- **Data in this exercise**
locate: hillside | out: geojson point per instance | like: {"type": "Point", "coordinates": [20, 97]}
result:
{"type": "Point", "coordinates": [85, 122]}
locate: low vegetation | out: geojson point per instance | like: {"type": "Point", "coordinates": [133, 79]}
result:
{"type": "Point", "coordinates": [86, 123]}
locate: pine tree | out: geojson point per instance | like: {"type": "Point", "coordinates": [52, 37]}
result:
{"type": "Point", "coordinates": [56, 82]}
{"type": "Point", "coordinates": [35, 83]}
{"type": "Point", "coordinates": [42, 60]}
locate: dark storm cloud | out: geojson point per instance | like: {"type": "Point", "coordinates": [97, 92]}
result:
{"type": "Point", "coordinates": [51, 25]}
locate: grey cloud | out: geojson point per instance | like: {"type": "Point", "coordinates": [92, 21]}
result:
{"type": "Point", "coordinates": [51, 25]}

--

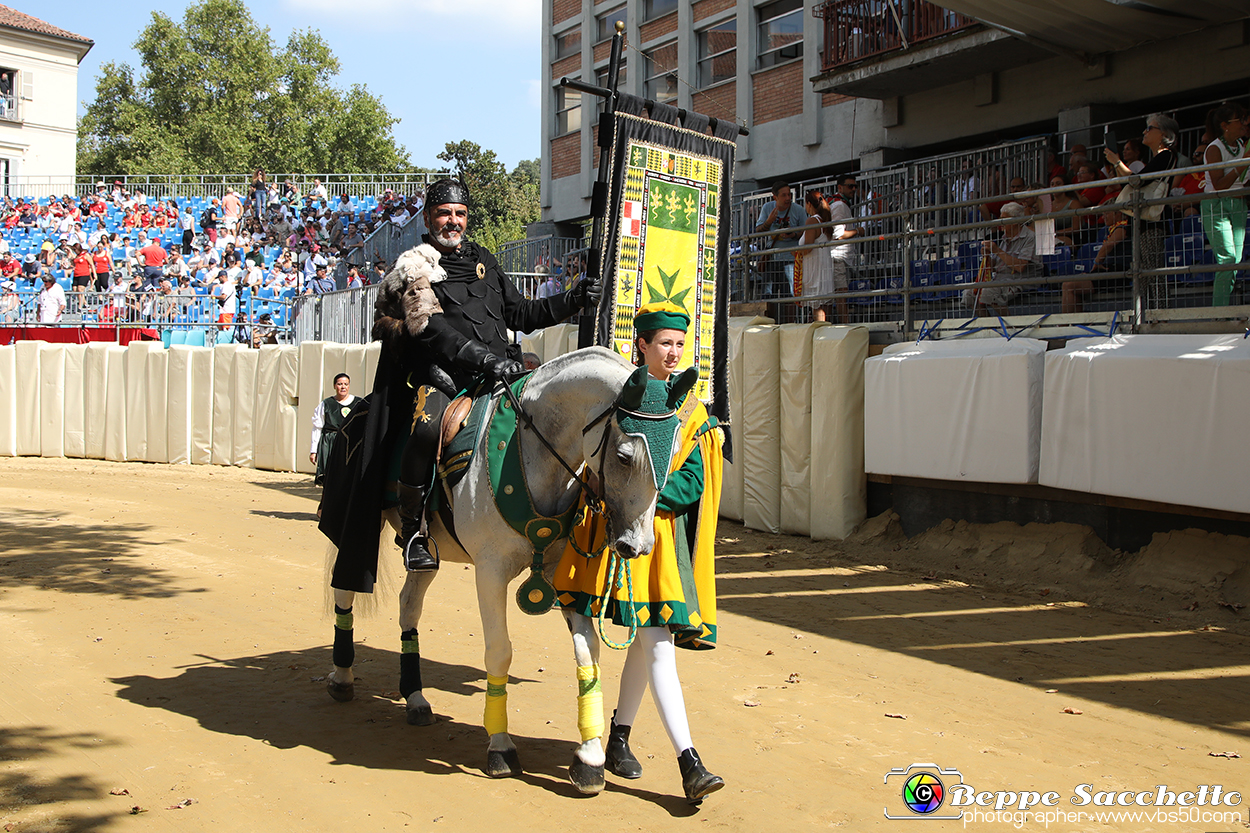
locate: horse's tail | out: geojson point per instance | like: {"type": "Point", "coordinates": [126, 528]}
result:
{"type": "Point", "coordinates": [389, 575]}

- **Required action**
Determine which lines above include the word "cloud", and report those lines in full.

- **The completed task**
locate: dark storm cloud | out: geojson point per instance | like: {"type": "Point", "coordinates": [97, 92]}
locate: grey cloud | out: geojson point per instance | like: {"type": "Point", "coordinates": [92, 21]}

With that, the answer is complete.